## REQUIREMENT:
Copy out all of the entries below, swapping "marker" for "dot" wherever it occurs and keeping every other word the same.

• • • • • • •

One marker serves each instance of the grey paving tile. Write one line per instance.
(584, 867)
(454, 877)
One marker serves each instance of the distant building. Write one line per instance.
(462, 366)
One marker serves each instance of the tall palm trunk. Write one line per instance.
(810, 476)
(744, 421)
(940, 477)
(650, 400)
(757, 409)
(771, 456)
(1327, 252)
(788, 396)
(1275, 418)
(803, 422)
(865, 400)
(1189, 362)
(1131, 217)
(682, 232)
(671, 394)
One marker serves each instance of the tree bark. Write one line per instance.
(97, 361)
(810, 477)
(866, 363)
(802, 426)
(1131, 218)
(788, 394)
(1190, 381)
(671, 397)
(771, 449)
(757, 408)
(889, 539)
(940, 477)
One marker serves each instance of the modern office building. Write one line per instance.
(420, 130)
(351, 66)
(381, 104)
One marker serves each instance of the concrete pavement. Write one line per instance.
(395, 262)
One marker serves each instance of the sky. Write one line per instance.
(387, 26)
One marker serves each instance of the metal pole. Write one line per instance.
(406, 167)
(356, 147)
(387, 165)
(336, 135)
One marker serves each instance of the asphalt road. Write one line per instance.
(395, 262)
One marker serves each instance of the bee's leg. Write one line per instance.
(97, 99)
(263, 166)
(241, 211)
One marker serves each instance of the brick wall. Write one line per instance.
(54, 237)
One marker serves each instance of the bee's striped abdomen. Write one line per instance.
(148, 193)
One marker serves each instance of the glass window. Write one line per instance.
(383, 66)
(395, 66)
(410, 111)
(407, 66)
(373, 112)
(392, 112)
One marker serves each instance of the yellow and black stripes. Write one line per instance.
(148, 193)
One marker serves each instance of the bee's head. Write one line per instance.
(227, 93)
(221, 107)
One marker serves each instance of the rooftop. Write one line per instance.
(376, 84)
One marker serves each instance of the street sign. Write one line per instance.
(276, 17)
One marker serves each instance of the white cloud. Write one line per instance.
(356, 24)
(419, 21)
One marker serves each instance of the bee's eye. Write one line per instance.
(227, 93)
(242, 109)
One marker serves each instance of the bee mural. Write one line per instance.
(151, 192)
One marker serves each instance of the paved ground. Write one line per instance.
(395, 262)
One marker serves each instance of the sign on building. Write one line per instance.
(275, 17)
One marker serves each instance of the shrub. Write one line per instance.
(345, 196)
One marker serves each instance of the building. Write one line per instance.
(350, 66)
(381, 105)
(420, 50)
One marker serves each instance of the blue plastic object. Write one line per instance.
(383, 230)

• • • • • • •

## TASK OUTPUT:
One dot serves each instance of the grey paving tile. Write one line per instance.
(584, 867)
(454, 877)
One dot serves each instance of the distant building. Write one line per instance.
(462, 366)
One dot serves each instance of the tall palm trunk. Write one line per instance.
(810, 476)
(744, 421)
(940, 477)
(650, 400)
(757, 409)
(771, 456)
(1327, 252)
(788, 396)
(1275, 418)
(803, 422)
(865, 400)
(1189, 362)
(1131, 217)
(682, 232)
(671, 394)
One dot serves each instance of the tree bark. Write one line per instance.
(97, 361)
(810, 477)
(866, 363)
(802, 426)
(1131, 218)
(788, 394)
(1190, 381)
(671, 397)
(771, 449)
(757, 408)
(889, 539)
(940, 477)
One dot serves each instance of the modern office building. Write one line per instance.
(420, 130)
(351, 66)
(381, 104)
One dot serves each instance of the concrete pavement. Write one line per instance.
(395, 262)
One dot serves each instance of the sky. Write one line per instance.
(387, 26)
One dot serves each instance of the metal pole. Write one line per instance.
(406, 167)
(356, 147)
(387, 165)
(336, 135)
One dot serves each instance of the asphalt road. Write one line per instance.
(395, 262)
One dot serves each instance of the bee's leg. Write one line per instance.
(97, 99)
(263, 166)
(241, 211)
One dot serves each instance of the brick wall. Write one line per instance.
(54, 237)
One dot serves each instance of the bee's striped abdomen. Write one line per instance.
(148, 193)
One dot serves each instance of the glass window. Write one line per instance.
(383, 66)
(395, 66)
(410, 111)
(407, 66)
(373, 112)
(392, 112)
One dot serves each instance of the yellow and black stripes. Write one line per instance.
(148, 193)
One dot serves each instance of the bee's head. Write one line per instance.
(227, 93)
(221, 107)
One dot serves each instance of the rooftop. Write one line per instance.
(376, 84)
One dot serves each instance of the street sign. Write one line per instance.
(276, 17)
One dot serves each instance of the white cloud. Write one line per instance.
(356, 24)
(419, 21)
One dot serves each instance of the bee's eye. Write one line per instance.
(227, 93)
(242, 109)
One dot serves each instance of the bee mural. Write one line per instance.
(151, 192)
One dot serves each instance of the paved ground. Write one line per instance.
(395, 262)
One dot serves each instance of the sign on building. Write one line per instance.
(275, 17)
One dot serves each instance of the shrub. Write one line per instance.
(345, 196)
One dot serves each instance of the building. Write one line per instance.
(350, 66)
(381, 105)
(420, 50)
One dot serves each instance of the blue plastic object. Write one line per instance.
(383, 230)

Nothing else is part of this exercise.